▶ [EXCERPTED TEXT]
** Begin **

Temperatures are trending up however, the evenings still get to be quite chilly. Rather than waste heating fuel or propane, us Northerners may toss a bag of pellets in the pellet stove or a couple of logs in the fireplace.
Any homeowner that has a woodstove, wood furnace, pellet stove or fireplace may have developed some frustrations when calling an agency to get insurance for their home. The truth is, DEPENDING on the insurance company, type of heat source, how it was installed, and what other heat sources are in your house you may run into some roadblocks. This should not prevent you from using a supplemental heat source, we just want to make sure the right precautions have been taken to ensure the risk of a fire has been reduced.
Here are some things the insurance company will need to know to insure your home with supplemental heat:
Does your home have central heat? Is it controlled by a thermostat?
Was the stove professionally installed and does it meet local fire codes?
If you installed the stove, can you provide documentation that it meets the specifications and guidelines for proper installation? You may also need to provide a certificate that the stove is free of defects and has been inspected
Do you have a maintenance schedule for the stove?
Does it have its own flue?
Insurance: Wood stoves vs. Pellet
Just like consumers, insurance companies may prefer one over the other. More than likely, pellet stoves over wood stoves. Here is why. Wood fires produce a lot of soot and require more cleaning in the chimney than a pellet stove. Insurance inspectors may check the chimney to ensure the stove’s connection to the chimney is clear, well-sealed and aligns with the local fire codes. They may even check for cleanliness and a top cover. Lastly, they may check to see that the stove and chimney are free of creosote which is soot-like, highly flammable by product of wood.
Pellet stoves still carry a risk but not one as significant as a fireplace or wood stove. Pellets are heat compressed wood pieces or sawdust instead of logs. This is more cost efficient, cleaner and doesn’t cause jumping wood sparks. Because they burn cleaner, pellet stoves do not create large creosote buildup, nor does it need a chimney connection for ventilation. An inspection for a pellet stove may be a bit less rigorous than that of a wood stove.
While the questions can be frustrating, we want to make sure that you will run into less trouble when the inspection is done. We call this frontline underwriting. We go through a series of questions to better understand you and your property. This way, we can properly match you with the right carrier. We are like a matchmaker. Rather than helping you find the love of your life, we help you find the perfect insurance company!

** End **

▶ [OBJECTIVE A]
Put the listing into a two-column CSV with the headers request and answer, one row per request, with each field quoted and every line break replaced by a space.
The listing after this sentence has no connection to the article on insuring homes heated by wood and pellet stoves.

▶ [THE RECORDS]
** Begin **

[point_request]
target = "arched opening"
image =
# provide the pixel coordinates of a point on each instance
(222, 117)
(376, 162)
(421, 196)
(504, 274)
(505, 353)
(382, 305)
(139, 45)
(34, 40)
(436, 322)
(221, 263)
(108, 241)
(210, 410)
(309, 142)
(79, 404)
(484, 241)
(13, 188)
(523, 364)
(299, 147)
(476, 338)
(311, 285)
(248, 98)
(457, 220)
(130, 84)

** End **

▶ [OBJECTIVE B]
Duplicate the entire article on insuring homes heated by wood and pellet stoves, word for word.

▶ [TASK ANSWER A]
request,answer
"[point_request] target = ""arched opening"" image = # provide the pixel coordinates of a point on each instance","(222, 117) (376, 162) (421, 196) (504, 274) (505, 353) (382, 305) (139, 45) (34, 40) (436, 322) (221, 263) (108, 241) (210, 410) (309, 142) (79, 404) (484, 241) (13, 188) (523, 364) (299, 147) (476, 338) (311, 285) (248, 98) (457, 220) (130, 84)"

▶ [TASK ANSWER B]
Temperatures are trending up however, the evenings still get to be quite chilly. Rather than waste heating fuel or propane, us Northerners may toss a bag of pellets in the pellet stove or a couple of logs in the fireplace.
Any homeowner that has a woodstove, wood furnace, pellet stove or fireplace may have developed some frustrations when calling an agency to get insurance for their home. The truth is, DEPENDING on the insurance company, type of heat source, how it was installed, and what other heat sources are in your house you may run into some roadblocks. This should not prevent you from using a supplemental heat source, we just want to make sure the right precautions have been taken to ensure the risk of a fire has been reduced.
Here are some things the insurance company will need to know to insure your home with supplemental heat:
Does your home have central heat? Is it controlled by a thermostat?
Was the stove professionally installed and does it meet local fire codes?
If you installed the stove, can you provide documentation that it meets the specifications and guidelines for proper installation? You may also need to provide a certificate that the stove is free of defects and has been inspected
Do you have a maintenance schedule for the stove?
Does it have its own flue?
Insurance: Wood stoves vs. Pellet
Just like consumers, insurance companies may prefer one over the other. More than likely, pellet stoves over wood stoves. Here is why. Wood fires produce a lot of soot and require more cleaning in the chimney than a pellet stove. Insurance inspectors may check the chimney to ensure the stove’s connection to the chimney is clear, well-sealed and aligns with the local fire codes. They may even check for cleanliness and a top cover. Lastly, they may check to see that the stove and chimney are free of creosote which is soot-like, highly flammable by product of wood.
Pellet stoves still carry a risk but not one as significant as a fireplace or wood stove. Pellets are heat compressed wood pieces or sawdust instead of logs. This is more cost efficient, cleaner and doesn’t cause jumping wood sparks. Because they burn cleaner, pellet stoves do not create large creosote buildup, nor does it need a chimney connection for ventilation. An inspection for a pellet stove may be a bit less rigorous than that of a wood stove.
While the questions can be frustrating, we want to make sure that you will run into less trouble when the inspection is done. We call this frontline underwriting. We go through a series of questions to better understand you and your property. This way, we can properly match you with the right carrier. We are like a matchmaker. Rather than helping you find the love of your life, we help you find the perfect insurance company!